**** Dataset content

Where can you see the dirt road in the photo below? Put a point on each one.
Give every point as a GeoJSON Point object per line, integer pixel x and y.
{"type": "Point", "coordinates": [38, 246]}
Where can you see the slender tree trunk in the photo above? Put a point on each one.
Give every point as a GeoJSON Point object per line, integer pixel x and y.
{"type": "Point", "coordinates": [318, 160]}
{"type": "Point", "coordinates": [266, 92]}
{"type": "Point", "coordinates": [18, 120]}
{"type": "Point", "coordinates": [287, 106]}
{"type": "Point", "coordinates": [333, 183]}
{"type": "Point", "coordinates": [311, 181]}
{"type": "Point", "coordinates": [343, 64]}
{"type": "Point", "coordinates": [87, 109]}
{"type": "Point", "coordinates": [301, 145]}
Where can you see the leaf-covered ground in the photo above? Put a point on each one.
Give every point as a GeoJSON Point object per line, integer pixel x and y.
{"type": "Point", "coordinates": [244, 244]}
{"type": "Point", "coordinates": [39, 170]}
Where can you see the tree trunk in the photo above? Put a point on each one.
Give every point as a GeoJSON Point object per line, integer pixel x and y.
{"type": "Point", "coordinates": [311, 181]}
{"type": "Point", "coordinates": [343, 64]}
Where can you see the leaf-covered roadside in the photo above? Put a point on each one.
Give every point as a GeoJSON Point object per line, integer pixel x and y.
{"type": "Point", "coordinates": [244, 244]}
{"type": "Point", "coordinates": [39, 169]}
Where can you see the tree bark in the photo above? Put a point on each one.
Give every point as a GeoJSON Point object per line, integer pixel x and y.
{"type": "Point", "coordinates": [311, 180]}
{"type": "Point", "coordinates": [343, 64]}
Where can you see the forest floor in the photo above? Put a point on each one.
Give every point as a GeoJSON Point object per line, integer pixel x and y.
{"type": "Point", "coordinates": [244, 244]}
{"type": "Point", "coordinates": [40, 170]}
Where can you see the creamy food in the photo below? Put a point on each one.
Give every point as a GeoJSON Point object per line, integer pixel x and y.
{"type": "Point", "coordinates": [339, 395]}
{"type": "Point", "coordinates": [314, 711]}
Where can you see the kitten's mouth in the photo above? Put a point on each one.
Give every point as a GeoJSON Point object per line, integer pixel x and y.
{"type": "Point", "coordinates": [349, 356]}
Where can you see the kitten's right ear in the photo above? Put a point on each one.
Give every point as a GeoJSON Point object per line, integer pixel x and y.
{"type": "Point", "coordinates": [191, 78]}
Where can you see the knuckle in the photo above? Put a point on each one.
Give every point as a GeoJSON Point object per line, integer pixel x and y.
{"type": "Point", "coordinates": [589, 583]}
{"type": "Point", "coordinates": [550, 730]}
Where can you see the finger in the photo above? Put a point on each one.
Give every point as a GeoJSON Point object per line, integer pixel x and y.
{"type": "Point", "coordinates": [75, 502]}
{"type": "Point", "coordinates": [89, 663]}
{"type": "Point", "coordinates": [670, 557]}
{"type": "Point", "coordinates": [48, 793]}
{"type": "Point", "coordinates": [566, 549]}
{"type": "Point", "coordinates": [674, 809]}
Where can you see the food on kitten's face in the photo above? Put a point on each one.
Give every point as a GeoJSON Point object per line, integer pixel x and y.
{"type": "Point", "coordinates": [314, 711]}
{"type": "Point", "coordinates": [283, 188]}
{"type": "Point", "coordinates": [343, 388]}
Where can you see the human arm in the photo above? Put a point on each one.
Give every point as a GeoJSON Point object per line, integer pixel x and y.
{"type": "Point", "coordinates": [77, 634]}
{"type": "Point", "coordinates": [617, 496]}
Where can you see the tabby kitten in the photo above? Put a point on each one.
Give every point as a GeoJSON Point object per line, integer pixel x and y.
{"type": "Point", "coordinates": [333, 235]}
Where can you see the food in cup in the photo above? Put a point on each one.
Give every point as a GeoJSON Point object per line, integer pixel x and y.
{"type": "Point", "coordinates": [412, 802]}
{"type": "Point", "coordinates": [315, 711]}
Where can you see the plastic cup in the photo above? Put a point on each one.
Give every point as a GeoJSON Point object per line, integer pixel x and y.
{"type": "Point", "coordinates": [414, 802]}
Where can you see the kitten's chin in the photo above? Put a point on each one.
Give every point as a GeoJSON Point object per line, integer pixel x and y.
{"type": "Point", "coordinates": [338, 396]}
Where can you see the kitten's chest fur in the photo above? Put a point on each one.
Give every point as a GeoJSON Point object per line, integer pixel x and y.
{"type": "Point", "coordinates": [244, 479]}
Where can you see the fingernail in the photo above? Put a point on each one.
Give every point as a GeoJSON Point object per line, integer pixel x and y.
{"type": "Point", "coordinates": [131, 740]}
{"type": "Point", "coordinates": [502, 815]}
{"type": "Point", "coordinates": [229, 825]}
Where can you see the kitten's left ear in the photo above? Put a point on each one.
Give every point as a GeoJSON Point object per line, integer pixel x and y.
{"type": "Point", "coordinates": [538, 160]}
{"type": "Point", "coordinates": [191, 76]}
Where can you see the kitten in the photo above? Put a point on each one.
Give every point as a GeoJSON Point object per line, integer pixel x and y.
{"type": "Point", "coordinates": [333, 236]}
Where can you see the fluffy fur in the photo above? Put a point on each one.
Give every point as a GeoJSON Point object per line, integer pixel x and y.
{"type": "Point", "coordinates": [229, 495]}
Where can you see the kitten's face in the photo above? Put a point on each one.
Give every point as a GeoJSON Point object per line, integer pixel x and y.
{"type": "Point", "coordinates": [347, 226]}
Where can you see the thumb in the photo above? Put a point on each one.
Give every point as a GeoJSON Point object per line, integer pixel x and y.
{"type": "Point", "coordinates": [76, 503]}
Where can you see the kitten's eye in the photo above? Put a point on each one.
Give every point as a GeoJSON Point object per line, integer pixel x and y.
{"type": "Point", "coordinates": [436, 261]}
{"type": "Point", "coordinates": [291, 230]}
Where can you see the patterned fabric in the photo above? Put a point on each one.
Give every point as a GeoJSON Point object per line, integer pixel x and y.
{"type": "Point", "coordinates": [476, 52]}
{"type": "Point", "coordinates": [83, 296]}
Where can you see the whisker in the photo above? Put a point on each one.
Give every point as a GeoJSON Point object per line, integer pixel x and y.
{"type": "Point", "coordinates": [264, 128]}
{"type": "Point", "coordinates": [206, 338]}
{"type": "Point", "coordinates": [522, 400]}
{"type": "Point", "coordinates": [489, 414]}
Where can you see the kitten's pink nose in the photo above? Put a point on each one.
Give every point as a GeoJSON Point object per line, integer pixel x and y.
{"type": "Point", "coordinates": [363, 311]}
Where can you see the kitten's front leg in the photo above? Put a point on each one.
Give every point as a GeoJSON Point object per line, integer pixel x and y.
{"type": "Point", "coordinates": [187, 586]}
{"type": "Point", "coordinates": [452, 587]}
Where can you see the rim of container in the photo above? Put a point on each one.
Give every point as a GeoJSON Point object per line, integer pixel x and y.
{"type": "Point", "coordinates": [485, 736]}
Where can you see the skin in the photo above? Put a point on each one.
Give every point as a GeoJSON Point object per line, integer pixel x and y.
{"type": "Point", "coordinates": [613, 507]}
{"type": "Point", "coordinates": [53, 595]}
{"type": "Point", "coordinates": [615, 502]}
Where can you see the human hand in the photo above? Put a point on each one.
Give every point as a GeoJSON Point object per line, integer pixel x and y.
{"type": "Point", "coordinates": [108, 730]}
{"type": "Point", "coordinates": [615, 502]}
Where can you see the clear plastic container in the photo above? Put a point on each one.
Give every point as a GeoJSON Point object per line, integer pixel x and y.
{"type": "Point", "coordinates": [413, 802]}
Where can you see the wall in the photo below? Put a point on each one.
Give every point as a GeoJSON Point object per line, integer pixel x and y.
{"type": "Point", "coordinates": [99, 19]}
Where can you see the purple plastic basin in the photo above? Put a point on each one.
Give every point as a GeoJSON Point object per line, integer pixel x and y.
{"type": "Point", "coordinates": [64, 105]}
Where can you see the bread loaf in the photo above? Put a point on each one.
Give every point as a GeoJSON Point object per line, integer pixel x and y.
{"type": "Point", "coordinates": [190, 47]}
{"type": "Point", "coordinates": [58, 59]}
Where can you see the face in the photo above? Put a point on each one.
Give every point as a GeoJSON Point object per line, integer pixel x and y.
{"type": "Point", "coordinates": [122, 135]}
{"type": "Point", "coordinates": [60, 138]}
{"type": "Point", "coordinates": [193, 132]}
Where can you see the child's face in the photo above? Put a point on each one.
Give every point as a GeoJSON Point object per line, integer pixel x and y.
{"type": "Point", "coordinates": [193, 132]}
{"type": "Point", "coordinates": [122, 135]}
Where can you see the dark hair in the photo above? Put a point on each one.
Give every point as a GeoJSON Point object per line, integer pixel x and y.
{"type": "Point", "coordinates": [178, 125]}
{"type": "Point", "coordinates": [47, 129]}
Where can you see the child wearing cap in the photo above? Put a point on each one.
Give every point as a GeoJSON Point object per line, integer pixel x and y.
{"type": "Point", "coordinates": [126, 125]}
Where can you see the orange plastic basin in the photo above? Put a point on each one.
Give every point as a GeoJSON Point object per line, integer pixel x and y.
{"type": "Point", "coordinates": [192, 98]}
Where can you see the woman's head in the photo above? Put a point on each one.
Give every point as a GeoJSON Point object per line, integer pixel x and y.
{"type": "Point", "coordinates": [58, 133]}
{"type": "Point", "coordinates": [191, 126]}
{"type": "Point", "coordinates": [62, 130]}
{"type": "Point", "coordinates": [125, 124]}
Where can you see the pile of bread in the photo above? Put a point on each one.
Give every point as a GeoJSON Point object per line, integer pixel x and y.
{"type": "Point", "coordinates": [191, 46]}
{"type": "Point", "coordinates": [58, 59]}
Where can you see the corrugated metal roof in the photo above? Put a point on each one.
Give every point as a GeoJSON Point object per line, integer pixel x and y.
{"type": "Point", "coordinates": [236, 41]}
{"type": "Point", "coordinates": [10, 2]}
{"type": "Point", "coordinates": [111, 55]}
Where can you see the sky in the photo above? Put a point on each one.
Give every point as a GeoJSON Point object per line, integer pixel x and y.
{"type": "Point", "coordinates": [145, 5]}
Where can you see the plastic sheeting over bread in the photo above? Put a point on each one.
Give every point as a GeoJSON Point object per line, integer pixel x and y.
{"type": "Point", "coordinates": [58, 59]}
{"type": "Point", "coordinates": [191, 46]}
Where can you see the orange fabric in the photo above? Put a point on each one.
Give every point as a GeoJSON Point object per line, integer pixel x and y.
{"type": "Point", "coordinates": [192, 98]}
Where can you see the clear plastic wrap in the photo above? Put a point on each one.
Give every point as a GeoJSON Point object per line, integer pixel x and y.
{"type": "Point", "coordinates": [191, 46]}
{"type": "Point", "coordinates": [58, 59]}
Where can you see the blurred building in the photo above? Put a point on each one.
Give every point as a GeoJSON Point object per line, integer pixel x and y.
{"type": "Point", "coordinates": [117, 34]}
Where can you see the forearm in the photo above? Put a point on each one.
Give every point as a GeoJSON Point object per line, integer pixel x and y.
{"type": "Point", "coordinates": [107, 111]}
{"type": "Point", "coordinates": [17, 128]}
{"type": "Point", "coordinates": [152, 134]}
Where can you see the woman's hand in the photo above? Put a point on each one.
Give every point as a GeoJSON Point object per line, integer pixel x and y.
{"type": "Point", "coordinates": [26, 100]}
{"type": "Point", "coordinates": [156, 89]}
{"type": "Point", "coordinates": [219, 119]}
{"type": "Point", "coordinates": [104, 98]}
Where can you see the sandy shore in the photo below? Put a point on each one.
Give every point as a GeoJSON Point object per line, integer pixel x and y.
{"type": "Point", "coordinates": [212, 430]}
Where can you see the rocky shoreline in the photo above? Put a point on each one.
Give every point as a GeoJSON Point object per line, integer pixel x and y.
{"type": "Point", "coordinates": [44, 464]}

********

Taking the entries above, restate exactly those lines that fall between the line with "Where can you see the kitten's front" and the line with "Where can you see the bread", keeping both of those lines too.

Where can you see the kitten's front leg in the photo above? Put a point on each one.
Give every point as a GeoJSON Point object per line, integer pixel x and y.
{"type": "Point", "coordinates": [187, 586]}
{"type": "Point", "coordinates": [452, 587]}
Where can you see the rim of container in the photo above? Put a point on each one.
Give every point as a GeoJSON Point object per line, integer pixel x and y.
{"type": "Point", "coordinates": [485, 736]}
Where can you see the skin in the photo above? Put a point on each one.
Give every point as a GeoJSON Point object per line, integer pixel x and y.
{"type": "Point", "coordinates": [613, 507]}
{"type": "Point", "coordinates": [53, 595]}
{"type": "Point", "coordinates": [615, 502]}
Where can you see the human hand in the photo above? Put a point on each one.
Give every point as a GeoJSON Point object per line, integer pixel x and y.
{"type": "Point", "coordinates": [108, 730]}
{"type": "Point", "coordinates": [615, 502]}
Where can you see the clear plastic container in the photo above? Put a point on each one.
Give every point as a GeoJSON Point object per line, integer pixel x and y.
{"type": "Point", "coordinates": [413, 802]}
Where can you see the wall in the photo below? Put a point on each one.
Give every point as a GeoJSON Point object per line, integer pixel x and y.
{"type": "Point", "coordinates": [99, 19]}
Where can you see the purple plastic basin in the photo above? Put a point on each one.
Give every point as a GeoJSON Point object per line, integer pixel x and y.
{"type": "Point", "coordinates": [64, 105]}
Where can you see the bread loaf in the photo above? Put a point on each one.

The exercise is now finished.